**WORK TO BE COMPLETED:**
Extract the passage of the Pinochet article starting with "The Crown Prosecution" and going on through "give written testimony.", copying it word for word.

The Independent, 18.01.00

CPS may take Straw to court over Pinochet. By Kim Sengupta

The Crown Prosecution Service (CPS) is set to take the extraordinary step of forcing Jack Straw into court over his decision to release General Augusto Pinochet.

Senior lawyers acting for the CPS believe there are grounds for seeking a judicial review over the Home Secretary's handling of the medical report which will in effect allow the former Chilean dictator to avoid extradition to Spain on charges of human rights abuse.

Any attempt by the CPS to get the Home Office to court to defend itself over the general's release will be acutely embarrassing to Mr Straw, who is already facing severe criticism over the affair. He and his officials will have to give written testimony.

Senior CPS sources stressed last night that it will only act if instructed to do so by the Spanish authorities, which it represents in the extradition case.

Spain yesterday announced it was backing Judge Baltasar Garzon's request that fresh medical tests should be carried out to see if General Pinochet, 84, is unfit to stand trial.

The move represents a significant change of stance by the government in Madrid, which said last week it was not prepared to forward any further requests from the judge to London. The lawyer Joan Garces, a prime mover in Judge Garzon's extradition hearings, said instructions had been presented in London to take action over a judicial review "should sound legal grounds present themselves".

There was frantic activity last night ahead of today's 5pm deadline set by the Home Secretary for interested parties to make their submissions on whether he should accept the medical report. Human rights groups and former political prisoners of the Pinochet regime will ask for the report to be made public and back the Spanish call for a fresh medical examination.

The CPS case for a judicial review will include examining the case of Roisin McAliskey, which had been widely referred to as a precedent in the Pinochet affair.

Ms McAliskey was freed by Mr Straw while facing extradition to Germany in connection with an IRA bomb attack. The CPS is expected to stress that in that case, in which it represented the German government, it was allowed details of the medical reports on Ms McAliskey, and was permitted to question the evidence in hearings. It was denied these opportunities in the Pinochet case.

Mr Straw had claimed that he had not been able to pass the report to the CPS because the general had refused to waive his rights under client-patient confidentiality. But, according to supporters of Pinochet, it was the Home Office which first mentioned the report could be confidential.

Point localization data

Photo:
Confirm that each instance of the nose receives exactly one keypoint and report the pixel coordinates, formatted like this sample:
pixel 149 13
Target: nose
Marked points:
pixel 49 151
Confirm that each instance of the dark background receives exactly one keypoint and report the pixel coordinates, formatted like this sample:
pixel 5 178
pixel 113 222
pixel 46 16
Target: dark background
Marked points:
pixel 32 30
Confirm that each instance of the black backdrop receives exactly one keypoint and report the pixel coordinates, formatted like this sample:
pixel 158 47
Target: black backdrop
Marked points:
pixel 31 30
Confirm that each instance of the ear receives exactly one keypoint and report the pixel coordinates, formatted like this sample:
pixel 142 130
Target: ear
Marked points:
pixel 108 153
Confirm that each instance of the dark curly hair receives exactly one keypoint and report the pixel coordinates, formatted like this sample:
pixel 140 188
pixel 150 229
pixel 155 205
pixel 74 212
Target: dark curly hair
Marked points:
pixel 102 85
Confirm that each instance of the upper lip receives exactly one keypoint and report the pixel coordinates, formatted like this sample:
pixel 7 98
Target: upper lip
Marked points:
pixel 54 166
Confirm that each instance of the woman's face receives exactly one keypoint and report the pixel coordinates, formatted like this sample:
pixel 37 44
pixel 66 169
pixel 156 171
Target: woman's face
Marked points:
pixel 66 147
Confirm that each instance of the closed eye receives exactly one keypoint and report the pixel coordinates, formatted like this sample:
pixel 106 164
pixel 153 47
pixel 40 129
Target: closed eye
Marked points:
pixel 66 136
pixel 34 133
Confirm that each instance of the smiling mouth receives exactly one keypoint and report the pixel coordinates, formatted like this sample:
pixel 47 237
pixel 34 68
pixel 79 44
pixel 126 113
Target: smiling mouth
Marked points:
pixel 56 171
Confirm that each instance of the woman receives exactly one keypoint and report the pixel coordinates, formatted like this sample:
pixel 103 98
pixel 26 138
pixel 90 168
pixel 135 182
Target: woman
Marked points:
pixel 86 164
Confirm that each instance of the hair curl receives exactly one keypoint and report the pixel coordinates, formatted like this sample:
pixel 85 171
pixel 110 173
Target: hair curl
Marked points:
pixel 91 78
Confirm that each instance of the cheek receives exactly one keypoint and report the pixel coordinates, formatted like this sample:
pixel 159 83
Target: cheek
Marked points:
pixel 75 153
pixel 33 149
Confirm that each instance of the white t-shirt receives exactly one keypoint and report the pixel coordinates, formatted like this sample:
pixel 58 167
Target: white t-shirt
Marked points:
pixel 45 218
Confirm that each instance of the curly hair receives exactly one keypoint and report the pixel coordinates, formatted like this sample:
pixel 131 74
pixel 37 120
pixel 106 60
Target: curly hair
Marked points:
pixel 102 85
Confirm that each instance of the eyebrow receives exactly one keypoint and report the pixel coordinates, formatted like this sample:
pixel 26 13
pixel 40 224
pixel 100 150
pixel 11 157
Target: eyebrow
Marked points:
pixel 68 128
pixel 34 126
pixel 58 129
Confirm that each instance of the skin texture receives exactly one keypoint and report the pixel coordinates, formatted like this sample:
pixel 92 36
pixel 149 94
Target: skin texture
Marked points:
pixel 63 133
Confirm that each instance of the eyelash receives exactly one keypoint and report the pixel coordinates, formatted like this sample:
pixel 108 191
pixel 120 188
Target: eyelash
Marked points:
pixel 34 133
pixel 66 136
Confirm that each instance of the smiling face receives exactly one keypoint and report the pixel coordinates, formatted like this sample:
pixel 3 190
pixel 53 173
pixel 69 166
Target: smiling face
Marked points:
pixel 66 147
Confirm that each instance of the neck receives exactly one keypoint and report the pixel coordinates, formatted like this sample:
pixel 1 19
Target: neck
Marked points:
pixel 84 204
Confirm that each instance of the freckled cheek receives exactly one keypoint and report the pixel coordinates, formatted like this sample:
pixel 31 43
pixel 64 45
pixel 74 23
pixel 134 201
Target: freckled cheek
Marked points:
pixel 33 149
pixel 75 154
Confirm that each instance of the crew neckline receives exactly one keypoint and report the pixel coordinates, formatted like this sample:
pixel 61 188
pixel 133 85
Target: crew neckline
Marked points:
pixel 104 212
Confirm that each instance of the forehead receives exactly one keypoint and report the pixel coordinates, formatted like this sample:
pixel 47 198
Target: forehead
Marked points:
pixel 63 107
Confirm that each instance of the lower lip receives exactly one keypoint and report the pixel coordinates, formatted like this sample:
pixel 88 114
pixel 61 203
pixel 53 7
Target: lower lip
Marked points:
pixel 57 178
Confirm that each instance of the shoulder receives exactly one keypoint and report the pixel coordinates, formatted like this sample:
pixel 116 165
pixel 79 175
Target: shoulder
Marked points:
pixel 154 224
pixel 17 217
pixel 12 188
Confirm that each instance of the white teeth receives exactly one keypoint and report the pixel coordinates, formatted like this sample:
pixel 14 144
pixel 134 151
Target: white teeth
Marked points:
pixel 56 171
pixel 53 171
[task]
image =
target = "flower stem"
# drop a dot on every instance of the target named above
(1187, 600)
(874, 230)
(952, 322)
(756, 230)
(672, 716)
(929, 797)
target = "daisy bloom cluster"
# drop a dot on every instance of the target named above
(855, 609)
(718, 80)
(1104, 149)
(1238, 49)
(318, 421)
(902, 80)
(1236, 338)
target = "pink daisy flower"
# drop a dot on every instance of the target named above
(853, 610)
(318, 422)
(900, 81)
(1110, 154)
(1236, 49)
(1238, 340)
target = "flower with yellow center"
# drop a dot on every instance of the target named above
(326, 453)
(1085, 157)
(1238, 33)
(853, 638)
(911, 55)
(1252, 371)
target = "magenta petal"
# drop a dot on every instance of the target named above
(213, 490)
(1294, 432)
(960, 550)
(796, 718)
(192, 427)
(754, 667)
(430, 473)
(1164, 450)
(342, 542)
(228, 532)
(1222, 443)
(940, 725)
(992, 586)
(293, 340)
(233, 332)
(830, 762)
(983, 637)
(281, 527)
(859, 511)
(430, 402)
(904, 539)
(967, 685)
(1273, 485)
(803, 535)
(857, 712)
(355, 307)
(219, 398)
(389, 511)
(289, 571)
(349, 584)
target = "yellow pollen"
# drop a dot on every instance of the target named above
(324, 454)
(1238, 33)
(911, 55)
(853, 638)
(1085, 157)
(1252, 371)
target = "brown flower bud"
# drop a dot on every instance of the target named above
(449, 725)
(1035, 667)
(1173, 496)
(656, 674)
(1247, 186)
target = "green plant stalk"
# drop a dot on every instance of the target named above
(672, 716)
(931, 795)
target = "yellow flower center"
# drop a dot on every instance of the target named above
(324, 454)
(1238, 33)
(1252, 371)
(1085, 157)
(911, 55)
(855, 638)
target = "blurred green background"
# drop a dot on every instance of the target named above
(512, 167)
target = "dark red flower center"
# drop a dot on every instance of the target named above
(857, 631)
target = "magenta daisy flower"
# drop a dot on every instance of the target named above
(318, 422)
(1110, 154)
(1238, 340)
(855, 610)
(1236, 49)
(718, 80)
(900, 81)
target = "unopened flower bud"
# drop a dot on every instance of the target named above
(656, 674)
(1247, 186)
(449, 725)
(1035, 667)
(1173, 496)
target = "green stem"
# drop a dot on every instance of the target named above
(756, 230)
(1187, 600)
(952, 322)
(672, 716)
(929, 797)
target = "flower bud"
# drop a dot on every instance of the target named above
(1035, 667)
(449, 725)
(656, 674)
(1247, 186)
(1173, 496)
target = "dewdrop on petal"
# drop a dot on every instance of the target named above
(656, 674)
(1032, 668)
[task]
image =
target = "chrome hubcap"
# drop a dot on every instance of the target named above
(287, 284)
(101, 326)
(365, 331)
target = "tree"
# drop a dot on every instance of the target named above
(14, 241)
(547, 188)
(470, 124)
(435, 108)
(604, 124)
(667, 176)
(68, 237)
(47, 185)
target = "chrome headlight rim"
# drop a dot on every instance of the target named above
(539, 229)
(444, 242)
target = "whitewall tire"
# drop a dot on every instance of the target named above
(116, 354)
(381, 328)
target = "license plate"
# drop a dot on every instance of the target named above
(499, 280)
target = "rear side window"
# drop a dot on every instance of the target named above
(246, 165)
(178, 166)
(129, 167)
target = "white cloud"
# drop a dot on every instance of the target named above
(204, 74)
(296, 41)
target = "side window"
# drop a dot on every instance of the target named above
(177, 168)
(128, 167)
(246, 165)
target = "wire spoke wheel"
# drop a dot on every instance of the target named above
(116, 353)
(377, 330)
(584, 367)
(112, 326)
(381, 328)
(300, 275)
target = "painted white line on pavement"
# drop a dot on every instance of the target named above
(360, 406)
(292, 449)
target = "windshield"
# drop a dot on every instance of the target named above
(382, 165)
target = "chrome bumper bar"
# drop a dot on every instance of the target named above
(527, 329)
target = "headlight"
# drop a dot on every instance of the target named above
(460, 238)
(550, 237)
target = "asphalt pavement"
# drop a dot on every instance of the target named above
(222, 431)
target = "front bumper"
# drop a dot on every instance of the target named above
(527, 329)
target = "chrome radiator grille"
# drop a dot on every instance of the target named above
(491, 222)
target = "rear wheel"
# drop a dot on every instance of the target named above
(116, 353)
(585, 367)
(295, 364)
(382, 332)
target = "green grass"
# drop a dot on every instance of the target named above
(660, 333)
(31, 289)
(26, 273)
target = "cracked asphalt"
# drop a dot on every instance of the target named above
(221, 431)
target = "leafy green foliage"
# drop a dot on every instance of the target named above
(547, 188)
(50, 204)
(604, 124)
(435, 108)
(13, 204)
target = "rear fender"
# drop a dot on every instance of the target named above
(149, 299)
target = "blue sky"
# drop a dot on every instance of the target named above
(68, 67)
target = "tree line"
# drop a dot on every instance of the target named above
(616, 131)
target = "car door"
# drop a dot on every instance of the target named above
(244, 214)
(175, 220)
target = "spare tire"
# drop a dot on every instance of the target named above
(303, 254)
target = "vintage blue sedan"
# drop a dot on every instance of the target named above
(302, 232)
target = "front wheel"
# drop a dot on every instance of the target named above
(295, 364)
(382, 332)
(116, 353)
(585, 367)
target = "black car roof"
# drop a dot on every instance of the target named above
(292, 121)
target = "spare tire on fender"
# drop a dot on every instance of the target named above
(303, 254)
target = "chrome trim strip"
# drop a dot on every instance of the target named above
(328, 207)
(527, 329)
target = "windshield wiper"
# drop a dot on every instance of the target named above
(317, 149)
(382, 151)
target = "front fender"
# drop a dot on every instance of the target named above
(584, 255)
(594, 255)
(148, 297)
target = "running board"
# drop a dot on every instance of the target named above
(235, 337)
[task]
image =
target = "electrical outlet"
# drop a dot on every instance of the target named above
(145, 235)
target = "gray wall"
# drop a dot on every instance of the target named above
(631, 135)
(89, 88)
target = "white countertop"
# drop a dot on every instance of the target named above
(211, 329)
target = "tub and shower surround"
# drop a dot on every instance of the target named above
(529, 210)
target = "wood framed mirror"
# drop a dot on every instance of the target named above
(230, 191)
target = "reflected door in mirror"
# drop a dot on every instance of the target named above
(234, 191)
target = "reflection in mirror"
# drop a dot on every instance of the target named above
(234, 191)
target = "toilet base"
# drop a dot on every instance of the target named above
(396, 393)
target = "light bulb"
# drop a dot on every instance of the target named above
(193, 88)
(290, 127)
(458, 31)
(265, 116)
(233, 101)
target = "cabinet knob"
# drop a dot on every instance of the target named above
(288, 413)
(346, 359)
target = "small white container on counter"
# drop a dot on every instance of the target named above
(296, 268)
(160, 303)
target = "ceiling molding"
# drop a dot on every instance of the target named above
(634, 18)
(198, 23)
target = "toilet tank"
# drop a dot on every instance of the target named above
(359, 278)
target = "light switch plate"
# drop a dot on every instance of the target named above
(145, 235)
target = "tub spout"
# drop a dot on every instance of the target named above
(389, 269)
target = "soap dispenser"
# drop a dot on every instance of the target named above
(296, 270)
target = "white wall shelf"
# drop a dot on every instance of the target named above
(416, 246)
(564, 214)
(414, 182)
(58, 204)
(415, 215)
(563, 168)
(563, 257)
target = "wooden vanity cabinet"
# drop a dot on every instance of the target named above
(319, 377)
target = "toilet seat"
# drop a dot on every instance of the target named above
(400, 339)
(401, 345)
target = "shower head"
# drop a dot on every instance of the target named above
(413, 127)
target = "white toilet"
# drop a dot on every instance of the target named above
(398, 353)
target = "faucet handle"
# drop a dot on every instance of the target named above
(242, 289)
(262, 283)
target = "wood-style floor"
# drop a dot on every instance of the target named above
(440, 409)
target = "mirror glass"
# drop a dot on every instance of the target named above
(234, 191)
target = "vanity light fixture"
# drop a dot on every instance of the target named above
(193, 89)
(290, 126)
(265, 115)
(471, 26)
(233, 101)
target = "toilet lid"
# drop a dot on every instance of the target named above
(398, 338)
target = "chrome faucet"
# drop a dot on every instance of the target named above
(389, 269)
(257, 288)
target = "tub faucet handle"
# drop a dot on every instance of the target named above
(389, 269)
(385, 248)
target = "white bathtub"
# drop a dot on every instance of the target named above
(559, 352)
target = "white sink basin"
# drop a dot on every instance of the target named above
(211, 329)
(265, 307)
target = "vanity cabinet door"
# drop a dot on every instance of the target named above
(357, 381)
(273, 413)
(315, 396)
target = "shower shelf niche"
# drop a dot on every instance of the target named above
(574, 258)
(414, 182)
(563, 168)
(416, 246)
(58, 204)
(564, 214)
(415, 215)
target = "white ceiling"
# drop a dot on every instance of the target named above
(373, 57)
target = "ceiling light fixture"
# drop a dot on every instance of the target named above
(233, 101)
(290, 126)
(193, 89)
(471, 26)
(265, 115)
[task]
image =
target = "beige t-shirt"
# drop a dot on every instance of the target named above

**SOLUTION TO THIS PROBLEM:**
The Crown Prosecution Service (CPS) is set to take the extraordinary step of forcing Jack Straw into court over his decision to release General Augusto Pinochet.

Senior lawyers acting for the CPS believe there are grounds for seeking a judicial review over the Home Secretary's handling of the medical report which will in effect allow the former Chilean dictator to avoid extradition to Spain on charges of human rights abuse.

Any attempt by the CPS to get the Home Office to court to defend itself over the general's release will be acutely embarrassing to Mr Straw, who is already facing severe criticism over the affair. He and his officials will have to give written testimony.